** Opening INFORMATION GIVEN block **

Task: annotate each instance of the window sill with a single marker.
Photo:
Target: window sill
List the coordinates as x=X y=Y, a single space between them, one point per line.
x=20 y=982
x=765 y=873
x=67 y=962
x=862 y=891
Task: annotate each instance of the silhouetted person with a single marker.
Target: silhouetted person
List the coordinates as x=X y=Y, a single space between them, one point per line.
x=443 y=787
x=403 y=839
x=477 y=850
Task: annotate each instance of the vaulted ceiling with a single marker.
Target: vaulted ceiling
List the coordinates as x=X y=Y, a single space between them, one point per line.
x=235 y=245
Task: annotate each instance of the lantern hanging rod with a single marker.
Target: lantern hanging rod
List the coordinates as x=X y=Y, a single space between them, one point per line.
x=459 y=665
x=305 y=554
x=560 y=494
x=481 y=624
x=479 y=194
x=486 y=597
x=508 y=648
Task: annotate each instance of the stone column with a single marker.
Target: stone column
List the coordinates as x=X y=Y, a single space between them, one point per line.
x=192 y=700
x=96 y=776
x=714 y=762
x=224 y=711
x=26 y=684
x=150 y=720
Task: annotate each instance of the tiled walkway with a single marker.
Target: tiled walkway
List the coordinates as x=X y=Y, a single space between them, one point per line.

** Closing INFORMATION GIVEN block **

WORK INSTRUCTION:
Exactly as they stand, restate all the lines of the listing.

SOLVED PROBLEM:
Task: annotate each instance of the window sill with a single marker.
Photo:
Target: window sill
List the coordinates as x=X y=Y, a single space between them, one point per line.
x=20 y=982
x=765 y=873
x=67 y=962
x=862 y=891
Task: annotate each instance of the silhouetted person with a single marker.
Target: silhouetted person
List the coordinates as x=X y=Y, a single space between them, one point per line.
x=443 y=787
x=403 y=839
x=477 y=850
Task: annotate each instance of the vaulted ceiling with a single marker.
Target: vaulted ceiling
List the coordinates as x=X y=Y, a single space between them, one point per line.
x=235 y=245
Task: annotate each instance of the lantern hanging rod with a single marker.
Target: lantern hanging rod
List the coordinates as x=X y=Y, a single space between them, one point per line.
x=459 y=665
x=305 y=554
x=560 y=494
x=481 y=624
x=479 y=194
x=486 y=597
x=508 y=648
Task: annotate each instance of the stone column with a single marker.
Target: stone column
List the coordinates as x=X y=Y, a single space between them, one point per line.
x=192 y=700
x=96 y=776
x=714 y=762
x=224 y=711
x=26 y=684
x=150 y=720
Task: annotate each instance of the tiled walkway with a single marker.
Target: tiled walkway
List the coordinates as x=X y=Y, a single space between them, one point per line.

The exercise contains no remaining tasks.